§ **EXERCISE**
Beneath this line is the data. Output exactly the lines from the line with "In this exercise you will indicate the gravel" to the line with "In this exercise you will indicate the tire in", both ends included, and nothing more.

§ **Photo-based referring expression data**
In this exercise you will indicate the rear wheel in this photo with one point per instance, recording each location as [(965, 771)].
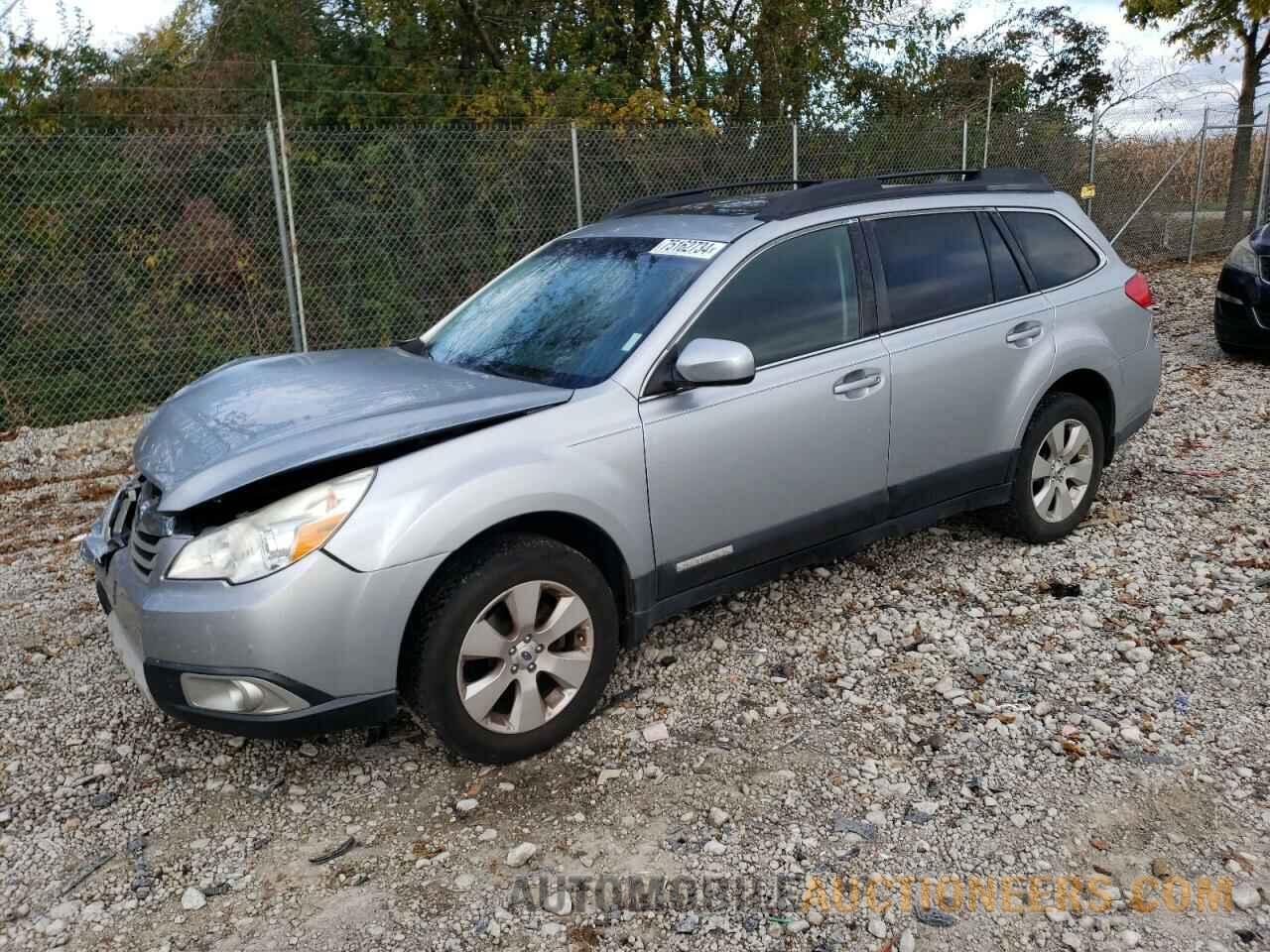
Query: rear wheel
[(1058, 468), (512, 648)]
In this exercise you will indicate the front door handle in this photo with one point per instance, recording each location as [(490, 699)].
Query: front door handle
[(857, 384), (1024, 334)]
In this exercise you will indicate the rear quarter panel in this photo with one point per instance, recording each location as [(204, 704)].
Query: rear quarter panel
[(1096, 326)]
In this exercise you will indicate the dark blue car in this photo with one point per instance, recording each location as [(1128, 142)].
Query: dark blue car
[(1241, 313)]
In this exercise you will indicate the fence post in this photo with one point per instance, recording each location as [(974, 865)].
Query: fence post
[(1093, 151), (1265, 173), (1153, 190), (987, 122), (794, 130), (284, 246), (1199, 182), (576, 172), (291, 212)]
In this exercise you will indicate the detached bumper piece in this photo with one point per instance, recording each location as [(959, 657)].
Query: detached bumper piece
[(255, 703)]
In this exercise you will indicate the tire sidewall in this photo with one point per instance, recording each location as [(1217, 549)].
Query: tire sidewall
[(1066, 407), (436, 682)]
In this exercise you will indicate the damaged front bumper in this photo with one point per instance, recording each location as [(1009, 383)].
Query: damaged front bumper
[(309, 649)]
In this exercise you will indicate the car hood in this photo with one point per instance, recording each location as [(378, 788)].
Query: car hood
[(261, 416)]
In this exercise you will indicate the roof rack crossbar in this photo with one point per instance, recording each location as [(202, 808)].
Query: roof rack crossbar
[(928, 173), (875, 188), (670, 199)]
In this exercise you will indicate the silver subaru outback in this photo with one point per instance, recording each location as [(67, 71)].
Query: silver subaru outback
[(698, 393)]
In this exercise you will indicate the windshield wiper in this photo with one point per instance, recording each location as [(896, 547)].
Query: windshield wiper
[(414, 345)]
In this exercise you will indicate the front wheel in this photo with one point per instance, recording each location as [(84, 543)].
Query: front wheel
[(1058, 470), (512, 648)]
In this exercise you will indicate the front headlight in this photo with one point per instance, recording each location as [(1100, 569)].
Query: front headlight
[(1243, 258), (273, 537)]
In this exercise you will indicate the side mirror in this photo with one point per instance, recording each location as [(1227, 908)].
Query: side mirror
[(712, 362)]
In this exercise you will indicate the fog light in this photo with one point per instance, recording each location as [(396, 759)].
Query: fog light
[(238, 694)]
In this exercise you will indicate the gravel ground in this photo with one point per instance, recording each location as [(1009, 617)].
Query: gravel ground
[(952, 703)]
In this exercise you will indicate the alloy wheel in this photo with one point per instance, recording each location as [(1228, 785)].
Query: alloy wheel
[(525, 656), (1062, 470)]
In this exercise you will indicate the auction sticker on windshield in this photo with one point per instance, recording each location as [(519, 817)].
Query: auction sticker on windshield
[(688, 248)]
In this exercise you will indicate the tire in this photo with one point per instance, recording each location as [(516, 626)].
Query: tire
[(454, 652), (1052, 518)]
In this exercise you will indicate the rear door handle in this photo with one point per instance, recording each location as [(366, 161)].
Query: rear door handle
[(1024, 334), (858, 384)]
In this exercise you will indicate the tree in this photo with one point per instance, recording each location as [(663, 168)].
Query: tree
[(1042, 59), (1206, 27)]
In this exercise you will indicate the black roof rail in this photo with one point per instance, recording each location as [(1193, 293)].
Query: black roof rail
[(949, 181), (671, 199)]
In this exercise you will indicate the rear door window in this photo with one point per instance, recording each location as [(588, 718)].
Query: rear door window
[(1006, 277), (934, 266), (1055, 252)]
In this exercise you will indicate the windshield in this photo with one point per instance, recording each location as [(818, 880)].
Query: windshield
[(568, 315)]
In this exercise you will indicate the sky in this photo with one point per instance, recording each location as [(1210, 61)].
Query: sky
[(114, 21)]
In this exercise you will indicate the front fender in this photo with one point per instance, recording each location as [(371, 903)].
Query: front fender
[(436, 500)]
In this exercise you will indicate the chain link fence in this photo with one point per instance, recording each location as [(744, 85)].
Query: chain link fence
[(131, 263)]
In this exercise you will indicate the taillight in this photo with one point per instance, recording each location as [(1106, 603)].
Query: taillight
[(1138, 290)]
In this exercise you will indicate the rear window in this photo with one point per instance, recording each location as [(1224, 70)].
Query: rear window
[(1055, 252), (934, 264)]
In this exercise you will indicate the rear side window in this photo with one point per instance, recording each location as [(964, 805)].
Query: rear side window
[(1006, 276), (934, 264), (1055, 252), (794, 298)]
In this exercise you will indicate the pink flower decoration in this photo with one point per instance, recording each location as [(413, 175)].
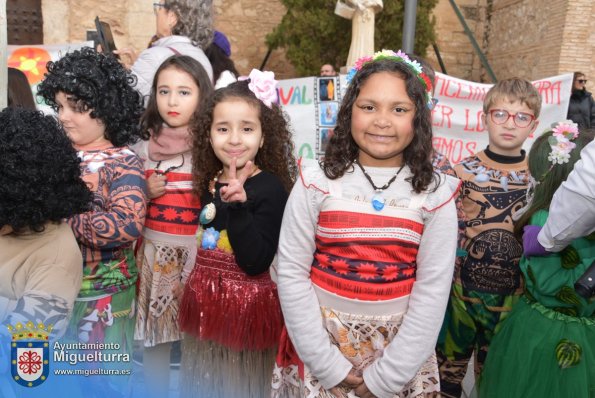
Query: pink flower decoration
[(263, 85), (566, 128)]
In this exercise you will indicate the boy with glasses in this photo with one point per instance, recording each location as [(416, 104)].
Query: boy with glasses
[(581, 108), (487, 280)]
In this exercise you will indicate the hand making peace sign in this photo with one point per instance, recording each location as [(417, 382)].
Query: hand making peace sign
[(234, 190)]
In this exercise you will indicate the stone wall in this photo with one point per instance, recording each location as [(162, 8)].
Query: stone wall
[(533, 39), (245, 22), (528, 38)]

...

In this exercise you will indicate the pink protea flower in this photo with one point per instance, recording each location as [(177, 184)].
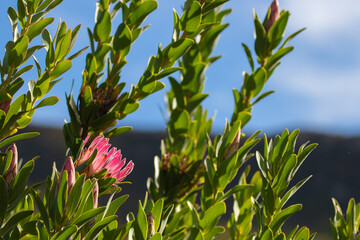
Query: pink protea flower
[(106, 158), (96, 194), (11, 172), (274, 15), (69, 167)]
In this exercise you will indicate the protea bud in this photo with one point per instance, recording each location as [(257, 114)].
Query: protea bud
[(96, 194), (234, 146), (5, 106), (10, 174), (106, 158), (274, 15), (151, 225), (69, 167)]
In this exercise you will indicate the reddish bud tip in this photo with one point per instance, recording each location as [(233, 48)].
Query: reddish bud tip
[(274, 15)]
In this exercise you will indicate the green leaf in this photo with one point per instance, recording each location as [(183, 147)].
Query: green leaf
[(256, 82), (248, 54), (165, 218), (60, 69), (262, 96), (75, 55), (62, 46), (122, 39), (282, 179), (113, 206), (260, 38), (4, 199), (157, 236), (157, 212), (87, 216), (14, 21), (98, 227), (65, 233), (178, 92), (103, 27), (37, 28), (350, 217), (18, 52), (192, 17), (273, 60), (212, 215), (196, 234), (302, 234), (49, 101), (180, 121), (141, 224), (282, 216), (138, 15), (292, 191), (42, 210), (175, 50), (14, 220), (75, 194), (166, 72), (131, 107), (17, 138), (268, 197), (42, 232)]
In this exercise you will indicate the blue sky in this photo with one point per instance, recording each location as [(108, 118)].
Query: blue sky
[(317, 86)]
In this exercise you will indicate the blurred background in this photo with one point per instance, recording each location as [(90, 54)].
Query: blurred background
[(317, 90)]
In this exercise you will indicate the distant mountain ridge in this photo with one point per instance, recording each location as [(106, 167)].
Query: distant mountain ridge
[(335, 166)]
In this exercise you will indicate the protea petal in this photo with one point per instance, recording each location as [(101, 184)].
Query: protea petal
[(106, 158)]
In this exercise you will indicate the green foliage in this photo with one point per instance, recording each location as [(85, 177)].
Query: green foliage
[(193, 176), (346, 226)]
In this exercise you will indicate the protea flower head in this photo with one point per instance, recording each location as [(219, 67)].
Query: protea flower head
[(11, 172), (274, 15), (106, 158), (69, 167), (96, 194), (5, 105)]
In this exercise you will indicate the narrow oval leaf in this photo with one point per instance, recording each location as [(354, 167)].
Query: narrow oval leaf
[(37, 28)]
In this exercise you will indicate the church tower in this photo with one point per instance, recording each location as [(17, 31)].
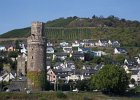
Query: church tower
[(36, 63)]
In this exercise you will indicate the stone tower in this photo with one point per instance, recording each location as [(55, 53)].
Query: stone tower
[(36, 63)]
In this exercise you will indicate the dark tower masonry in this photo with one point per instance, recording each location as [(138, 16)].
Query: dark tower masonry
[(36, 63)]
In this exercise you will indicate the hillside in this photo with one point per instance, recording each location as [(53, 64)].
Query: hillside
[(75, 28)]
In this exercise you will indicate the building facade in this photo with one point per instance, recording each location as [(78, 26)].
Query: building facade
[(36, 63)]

§ **YOUR RESPONSE**
In this exercise you will indicate the gravel ground in this photo with one point per instance, recording each location as [(1009, 617)].
Query: gravel ground
[(952, 703)]
In this exercise you will indicate the alloy wheel in this photo with one point per instance, recording each location as [(1228, 785)].
Query: alloy wheel
[(525, 656), (1062, 470)]
In this exercise you will indicate the auction sticker on windshield in this photo with one point per instance, recording each location as [(519, 817)].
Query: auction sticker on windshield
[(688, 248)]
In this exercise you will indicate the tire in this photo with one point per instance, recording each location as [(516, 626)].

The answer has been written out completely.